** GIVEN INSTRUCTION A **
In the news excerpt about Imran Khan's vote of confidence, which official's defeat in the Senate elections led Khan to seek the vote?

The vote of confidence was necessitated after Pakistani PM Imran Khan’s finance minister failed to secure a seat in the Senate, leading to questions over the ruling side’s majority and legitimacy to remain in power.

March 05, 2021 / 09:39 AM IST
File image: Pakistan's Prime Minister Imran Khan speaks during a news conference on November 19, 2020. (Image: Reuters/Mohammad Ismail)

File image: Pakistan's Prime Minister Imran Khan speaks during a news conference on November 19, 2020. (Image: Reuters/Mohammad Ismail)


Pakistani Prime Minister Imran Khan on March 4 announced he will seek a vote of confidence from the National Assembly in a bid to restore the legitimacy of his government in the wake of the embarrassing defeat of his Finance Minister Abdul Hafeez Shaikh in the hotly-contested Senate elections.

Under mounting pressure from the Opposition to resign, Khan made the announcement in a televised address to the nation. During the address, the 68-year-old cricketer-turned politician lashed out at the opposition alliance for "making a mockery of democracy" and said he will never let the corrupt off the hook.

** GIVEN INSTRUCTION B **
From the records below, pick out every line that contains the word "plaza".

** MATERIAL SHOWN **
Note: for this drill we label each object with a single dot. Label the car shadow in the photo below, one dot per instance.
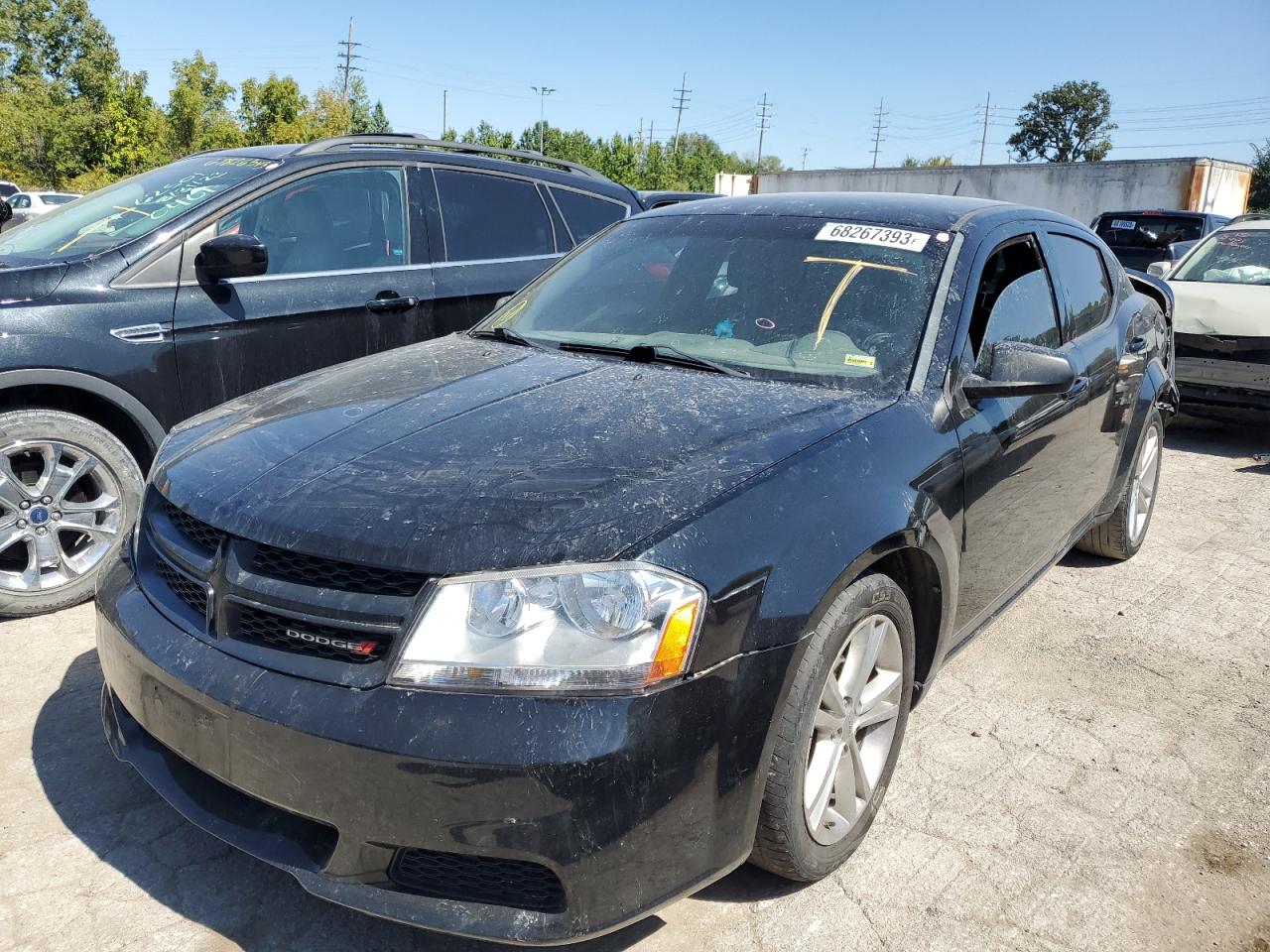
(1223, 438)
(117, 815)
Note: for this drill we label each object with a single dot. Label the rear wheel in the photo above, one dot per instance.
(839, 733)
(1121, 535)
(68, 493)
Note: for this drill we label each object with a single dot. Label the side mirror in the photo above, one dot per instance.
(1021, 370)
(231, 257)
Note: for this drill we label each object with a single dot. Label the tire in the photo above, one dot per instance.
(1121, 534)
(785, 842)
(60, 472)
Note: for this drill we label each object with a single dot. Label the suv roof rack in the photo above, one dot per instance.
(408, 140)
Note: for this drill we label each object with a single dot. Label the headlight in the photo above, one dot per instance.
(610, 626)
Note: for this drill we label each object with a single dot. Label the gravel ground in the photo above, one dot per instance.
(1091, 774)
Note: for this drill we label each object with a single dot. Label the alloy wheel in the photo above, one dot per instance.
(60, 515)
(1143, 486)
(853, 729)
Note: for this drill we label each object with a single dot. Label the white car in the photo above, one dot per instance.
(1222, 318)
(28, 204)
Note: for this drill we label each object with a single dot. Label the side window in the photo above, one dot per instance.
(1014, 302)
(587, 214)
(490, 216)
(347, 218)
(1084, 278)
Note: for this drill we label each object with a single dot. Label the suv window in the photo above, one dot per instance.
(492, 216)
(1015, 301)
(345, 218)
(1084, 278)
(585, 214)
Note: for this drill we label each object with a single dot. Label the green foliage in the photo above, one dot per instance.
(1259, 191)
(1069, 123)
(935, 162)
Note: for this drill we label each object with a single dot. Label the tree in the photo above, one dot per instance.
(198, 107)
(1069, 123)
(271, 111)
(1259, 191)
(935, 162)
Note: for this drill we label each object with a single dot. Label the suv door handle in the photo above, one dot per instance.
(1078, 388)
(391, 303)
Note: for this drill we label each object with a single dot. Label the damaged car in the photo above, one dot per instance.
(1222, 321)
(525, 633)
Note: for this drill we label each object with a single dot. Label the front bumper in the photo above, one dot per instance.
(629, 801)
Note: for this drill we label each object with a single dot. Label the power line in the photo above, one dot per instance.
(878, 127)
(681, 103)
(348, 56)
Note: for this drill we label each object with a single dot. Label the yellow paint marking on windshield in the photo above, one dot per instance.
(856, 267)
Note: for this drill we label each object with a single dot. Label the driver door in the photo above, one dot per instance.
(1024, 456)
(339, 285)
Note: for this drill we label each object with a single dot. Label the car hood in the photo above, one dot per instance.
(1220, 307)
(28, 284)
(463, 454)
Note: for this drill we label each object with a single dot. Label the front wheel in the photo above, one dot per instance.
(68, 493)
(839, 733)
(1121, 534)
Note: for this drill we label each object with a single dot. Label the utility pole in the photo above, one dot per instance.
(878, 127)
(983, 143)
(765, 112)
(544, 91)
(681, 103)
(348, 56)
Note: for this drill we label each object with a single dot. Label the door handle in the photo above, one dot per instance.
(1078, 388)
(391, 303)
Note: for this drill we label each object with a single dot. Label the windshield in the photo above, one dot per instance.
(126, 209)
(1236, 255)
(1148, 230)
(835, 303)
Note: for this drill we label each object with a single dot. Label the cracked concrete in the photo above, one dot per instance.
(1091, 774)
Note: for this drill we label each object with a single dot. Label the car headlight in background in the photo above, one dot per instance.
(610, 626)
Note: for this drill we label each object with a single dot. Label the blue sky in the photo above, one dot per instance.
(1185, 79)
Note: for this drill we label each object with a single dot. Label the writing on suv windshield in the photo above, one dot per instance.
(1234, 257)
(127, 209)
(835, 303)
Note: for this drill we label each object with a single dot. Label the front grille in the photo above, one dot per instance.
(191, 593)
(477, 879)
(197, 531)
(327, 572)
(309, 639)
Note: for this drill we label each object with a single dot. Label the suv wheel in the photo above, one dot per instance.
(68, 493)
(839, 733)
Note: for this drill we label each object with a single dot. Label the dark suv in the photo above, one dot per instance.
(183, 287)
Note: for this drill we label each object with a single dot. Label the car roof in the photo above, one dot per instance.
(944, 212)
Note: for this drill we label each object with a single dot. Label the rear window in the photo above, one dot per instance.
(585, 214)
(492, 216)
(1148, 230)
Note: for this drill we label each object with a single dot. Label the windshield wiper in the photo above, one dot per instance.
(507, 335)
(656, 353)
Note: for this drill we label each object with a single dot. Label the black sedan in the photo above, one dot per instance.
(527, 631)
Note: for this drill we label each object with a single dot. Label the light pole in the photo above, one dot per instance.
(544, 91)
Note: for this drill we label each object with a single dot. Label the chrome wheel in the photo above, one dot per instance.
(1143, 486)
(853, 729)
(60, 513)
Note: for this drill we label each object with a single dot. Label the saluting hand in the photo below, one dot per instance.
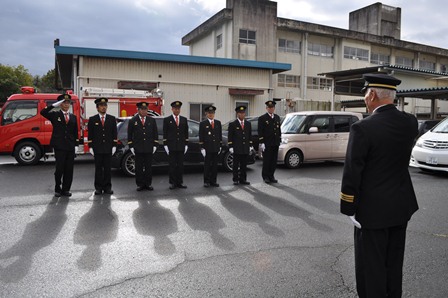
(58, 103)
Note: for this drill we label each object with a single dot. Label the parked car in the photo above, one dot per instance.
(431, 150)
(124, 159)
(424, 126)
(315, 136)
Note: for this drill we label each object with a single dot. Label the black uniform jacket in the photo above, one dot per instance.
(65, 135)
(376, 185)
(240, 140)
(175, 137)
(142, 137)
(210, 138)
(269, 130)
(100, 138)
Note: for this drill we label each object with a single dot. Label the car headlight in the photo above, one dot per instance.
(419, 143)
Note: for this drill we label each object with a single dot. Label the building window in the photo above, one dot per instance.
(219, 41)
(404, 61)
(322, 50)
(427, 65)
(247, 36)
(319, 83)
(288, 81)
(288, 46)
(380, 59)
(243, 103)
(197, 111)
(356, 53)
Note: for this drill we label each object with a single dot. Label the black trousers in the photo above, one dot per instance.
(269, 162)
(210, 167)
(379, 255)
(143, 169)
(239, 167)
(103, 171)
(64, 170)
(176, 172)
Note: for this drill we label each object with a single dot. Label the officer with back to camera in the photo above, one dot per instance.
(210, 140)
(175, 141)
(377, 191)
(102, 140)
(64, 140)
(269, 136)
(143, 141)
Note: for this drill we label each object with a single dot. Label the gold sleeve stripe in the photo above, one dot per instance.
(347, 198)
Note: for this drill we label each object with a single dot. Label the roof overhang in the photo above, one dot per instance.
(350, 82)
(66, 55)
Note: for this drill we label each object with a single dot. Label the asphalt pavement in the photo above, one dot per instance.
(279, 240)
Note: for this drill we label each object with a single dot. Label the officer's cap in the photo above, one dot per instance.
(142, 105)
(65, 97)
(176, 104)
(101, 101)
(240, 109)
(380, 80)
(270, 103)
(210, 109)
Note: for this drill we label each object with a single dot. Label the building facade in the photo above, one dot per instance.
(251, 30)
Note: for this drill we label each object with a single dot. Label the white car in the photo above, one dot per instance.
(431, 150)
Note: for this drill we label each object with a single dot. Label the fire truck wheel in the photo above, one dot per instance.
(128, 164)
(27, 153)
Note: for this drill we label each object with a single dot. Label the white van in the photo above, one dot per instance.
(315, 136)
(431, 150)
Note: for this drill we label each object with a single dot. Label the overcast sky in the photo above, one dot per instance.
(29, 27)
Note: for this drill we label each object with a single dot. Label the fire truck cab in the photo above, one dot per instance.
(25, 134)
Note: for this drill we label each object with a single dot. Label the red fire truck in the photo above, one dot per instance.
(25, 134)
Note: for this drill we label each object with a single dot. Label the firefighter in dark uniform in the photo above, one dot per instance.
(102, 140)
(175, 141)
(269, 135)
(377, 191)
(240, 145)
(142, 141)
(210, 140)
(64, 141)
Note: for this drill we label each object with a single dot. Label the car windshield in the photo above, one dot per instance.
(442, 127)
(292, 123)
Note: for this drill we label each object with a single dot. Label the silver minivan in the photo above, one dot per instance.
(315, 136)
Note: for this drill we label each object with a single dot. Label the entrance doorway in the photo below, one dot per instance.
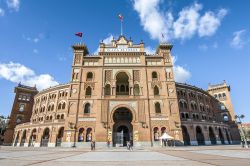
(122, 129)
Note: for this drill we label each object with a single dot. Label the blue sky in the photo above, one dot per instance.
(211, 40)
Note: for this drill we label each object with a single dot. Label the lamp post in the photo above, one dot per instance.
(239, 117)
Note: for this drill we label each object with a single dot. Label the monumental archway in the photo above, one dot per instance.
(122, 128)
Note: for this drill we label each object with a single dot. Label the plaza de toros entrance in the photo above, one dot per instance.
(122, 128)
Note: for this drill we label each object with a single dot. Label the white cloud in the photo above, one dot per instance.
(36, 39)
(13, 4)
(107, 40)
(209, 23)
(237, 41)
(180, 73)
(2, 12)
(149, 50)
(16, 72)
(35, 51)
(203, 47)
(188, 23)
(152, 20)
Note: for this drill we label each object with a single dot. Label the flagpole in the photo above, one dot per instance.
(121, 27)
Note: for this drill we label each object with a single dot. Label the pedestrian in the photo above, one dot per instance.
(108, 143)
(92, 145)
(130, 145)
(242, 143)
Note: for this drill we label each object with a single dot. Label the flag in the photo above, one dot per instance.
(162, 35)
(79, 34)
(120, 17)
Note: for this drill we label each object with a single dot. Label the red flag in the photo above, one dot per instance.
(79, 34)
(120, 17)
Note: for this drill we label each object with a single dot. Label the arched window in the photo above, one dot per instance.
(87, 108)
(88, 91)
(122, 88)
(156, 134)
(107, 90)
(154, 75)
(89, 76)
(157, 108)
(182, 115)
(49, 108)
(81, 135)
(89, 135)
(156, 90)
(122, 84)
(63, 105)
(185, 105)
(136, 90)
(181, 104)
(59, 106)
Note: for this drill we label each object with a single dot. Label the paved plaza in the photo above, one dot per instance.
(202, 155)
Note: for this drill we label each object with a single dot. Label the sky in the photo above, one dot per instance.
(210, 40)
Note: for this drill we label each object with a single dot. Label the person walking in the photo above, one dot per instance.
(108, 143)
(130, 145)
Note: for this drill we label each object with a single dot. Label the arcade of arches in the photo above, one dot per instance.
(203, 135)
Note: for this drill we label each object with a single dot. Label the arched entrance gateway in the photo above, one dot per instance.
(122, 128)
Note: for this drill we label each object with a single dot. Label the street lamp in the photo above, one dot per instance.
(239, 117)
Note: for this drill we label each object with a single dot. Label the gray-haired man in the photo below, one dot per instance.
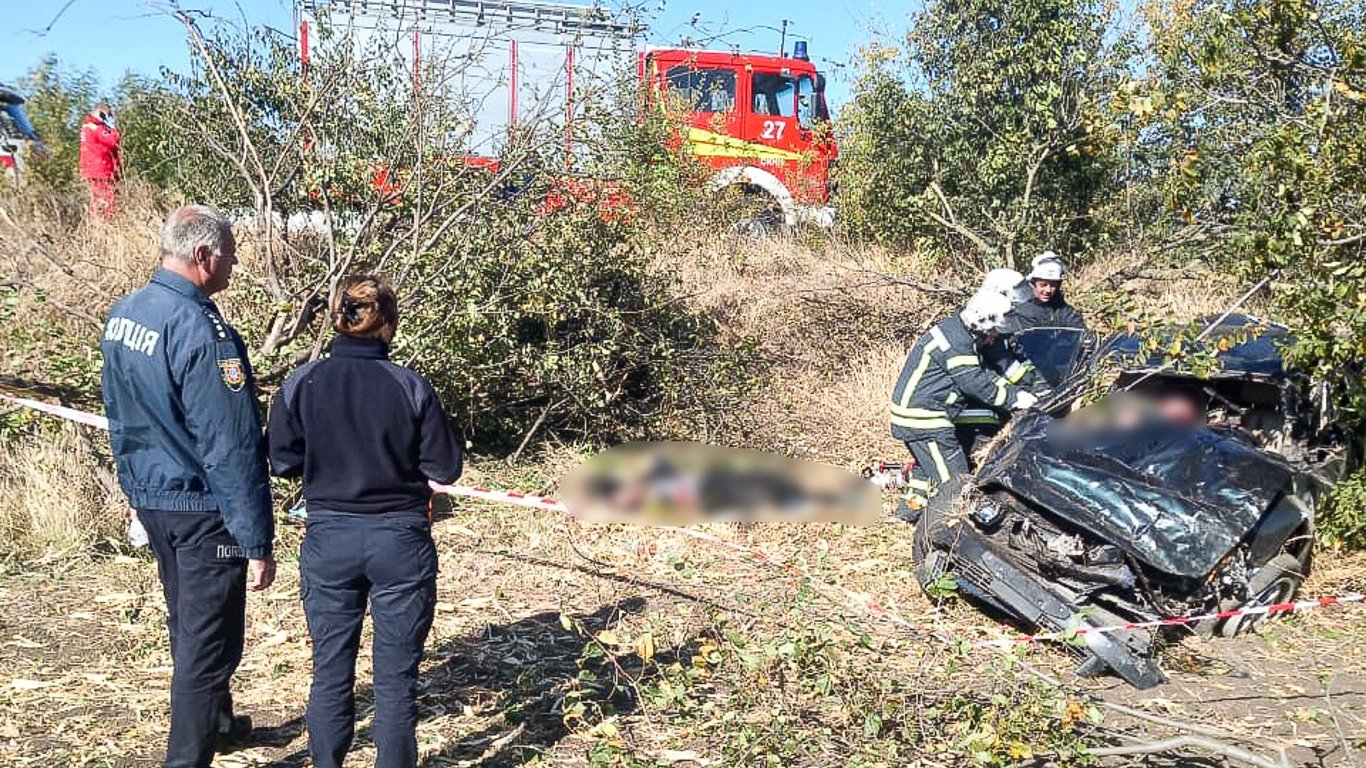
(187, 442)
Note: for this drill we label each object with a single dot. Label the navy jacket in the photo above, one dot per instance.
(183, 420)
(1056, 313)
(365, 433)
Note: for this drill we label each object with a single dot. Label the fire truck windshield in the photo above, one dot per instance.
(704, 90)
(786, 96)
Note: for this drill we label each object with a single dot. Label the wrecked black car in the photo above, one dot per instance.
(1168, 474)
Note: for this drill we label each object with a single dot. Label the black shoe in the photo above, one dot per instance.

** WRITTEN REPLY A **
Finance Minister Abdul Hafeez Shaikh

** WRITTEN REPLY B **
Note: for this drill we label each object with a single dot. Label the plaza de toros entrance in the photo above, one dot per instance.
Note: for this drill we label each object with a single dot. Label the paved plaza in the photo above, one dot per instance.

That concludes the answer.